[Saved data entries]
# # # # # # #

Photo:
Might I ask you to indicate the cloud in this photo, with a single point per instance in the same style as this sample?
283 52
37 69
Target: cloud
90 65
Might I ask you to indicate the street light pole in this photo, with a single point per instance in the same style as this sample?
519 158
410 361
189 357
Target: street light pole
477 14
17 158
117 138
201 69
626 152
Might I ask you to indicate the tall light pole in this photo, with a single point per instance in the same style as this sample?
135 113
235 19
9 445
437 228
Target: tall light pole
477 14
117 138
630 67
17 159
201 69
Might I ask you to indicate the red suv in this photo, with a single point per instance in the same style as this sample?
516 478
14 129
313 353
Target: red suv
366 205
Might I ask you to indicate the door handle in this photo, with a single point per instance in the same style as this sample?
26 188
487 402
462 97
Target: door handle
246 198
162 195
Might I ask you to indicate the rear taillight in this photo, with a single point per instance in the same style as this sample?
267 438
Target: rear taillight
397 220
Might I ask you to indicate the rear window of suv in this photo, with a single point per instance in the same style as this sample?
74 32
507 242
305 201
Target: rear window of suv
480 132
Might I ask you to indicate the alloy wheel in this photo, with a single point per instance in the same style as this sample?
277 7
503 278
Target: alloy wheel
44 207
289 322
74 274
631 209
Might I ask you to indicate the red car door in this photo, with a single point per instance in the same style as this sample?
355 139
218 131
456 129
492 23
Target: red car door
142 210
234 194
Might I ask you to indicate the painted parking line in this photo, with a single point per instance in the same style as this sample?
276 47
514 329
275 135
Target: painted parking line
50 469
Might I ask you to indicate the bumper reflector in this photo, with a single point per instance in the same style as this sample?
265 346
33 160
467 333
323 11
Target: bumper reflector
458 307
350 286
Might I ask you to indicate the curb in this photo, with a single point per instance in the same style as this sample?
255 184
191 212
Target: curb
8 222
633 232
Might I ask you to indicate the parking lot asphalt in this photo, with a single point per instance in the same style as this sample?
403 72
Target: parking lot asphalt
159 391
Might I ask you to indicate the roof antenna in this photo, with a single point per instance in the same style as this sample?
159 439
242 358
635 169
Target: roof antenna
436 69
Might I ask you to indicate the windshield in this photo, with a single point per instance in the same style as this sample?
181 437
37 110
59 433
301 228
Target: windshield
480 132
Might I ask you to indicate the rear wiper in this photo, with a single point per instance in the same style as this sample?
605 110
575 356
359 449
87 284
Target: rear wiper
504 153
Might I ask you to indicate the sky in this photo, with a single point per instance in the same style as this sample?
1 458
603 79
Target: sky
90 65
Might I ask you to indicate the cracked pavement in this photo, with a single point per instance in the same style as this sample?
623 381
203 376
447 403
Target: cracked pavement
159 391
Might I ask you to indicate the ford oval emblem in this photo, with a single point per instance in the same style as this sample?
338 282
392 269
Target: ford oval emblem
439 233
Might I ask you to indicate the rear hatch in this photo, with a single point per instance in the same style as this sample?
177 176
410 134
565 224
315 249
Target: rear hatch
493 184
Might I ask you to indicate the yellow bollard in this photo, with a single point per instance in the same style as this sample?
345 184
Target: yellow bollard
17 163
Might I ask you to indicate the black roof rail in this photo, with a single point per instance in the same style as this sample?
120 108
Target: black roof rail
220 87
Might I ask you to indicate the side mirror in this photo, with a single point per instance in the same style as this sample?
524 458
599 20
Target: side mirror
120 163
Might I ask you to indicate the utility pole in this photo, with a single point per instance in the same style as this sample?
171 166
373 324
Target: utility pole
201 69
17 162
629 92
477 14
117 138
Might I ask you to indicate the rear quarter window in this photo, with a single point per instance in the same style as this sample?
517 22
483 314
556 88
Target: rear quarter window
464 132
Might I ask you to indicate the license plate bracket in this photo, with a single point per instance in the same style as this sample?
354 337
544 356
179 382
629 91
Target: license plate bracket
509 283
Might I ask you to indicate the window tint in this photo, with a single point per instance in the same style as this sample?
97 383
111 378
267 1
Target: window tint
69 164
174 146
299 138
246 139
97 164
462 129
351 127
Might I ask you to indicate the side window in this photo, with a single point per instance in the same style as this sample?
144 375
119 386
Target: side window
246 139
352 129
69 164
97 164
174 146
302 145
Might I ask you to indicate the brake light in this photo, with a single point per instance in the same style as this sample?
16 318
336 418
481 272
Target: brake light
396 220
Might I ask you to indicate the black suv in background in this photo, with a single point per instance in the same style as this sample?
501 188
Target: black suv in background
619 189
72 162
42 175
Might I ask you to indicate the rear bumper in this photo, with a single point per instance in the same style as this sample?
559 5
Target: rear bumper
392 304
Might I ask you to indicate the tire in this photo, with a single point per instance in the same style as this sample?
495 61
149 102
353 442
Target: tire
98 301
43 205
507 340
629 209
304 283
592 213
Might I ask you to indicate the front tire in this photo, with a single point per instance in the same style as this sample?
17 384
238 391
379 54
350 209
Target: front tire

# # # # # # #

#### Your task
Quote only the lines from the line containing "Might I ask you to indicate the black suv" through the end of the entries, keeping the first and the last.

#### Written response
Might I ask you to indicate the black suv in background in this photo, with a single point per instance in the same style as this sample?
501 188
Target: black suv in background
619 189
72 162
42 175
Might I ask you to indicate the rear bumper in this photo, with a single point per instance in the same style as this sample?
559 5
Target: rear bumper
392 304
Might I ask you to indicate the tire in this photo, with a single point per instance in the same style as this sample?
495 61
149 102
353 442
Target: tire
98 301
43 205
507 340
629 209
304 283
592 213
Might I ask you to indicate the front tire in this photo, with a single point per instance in the same style as this sample?
17 384
238 391
379 54
350 209
Target: front tire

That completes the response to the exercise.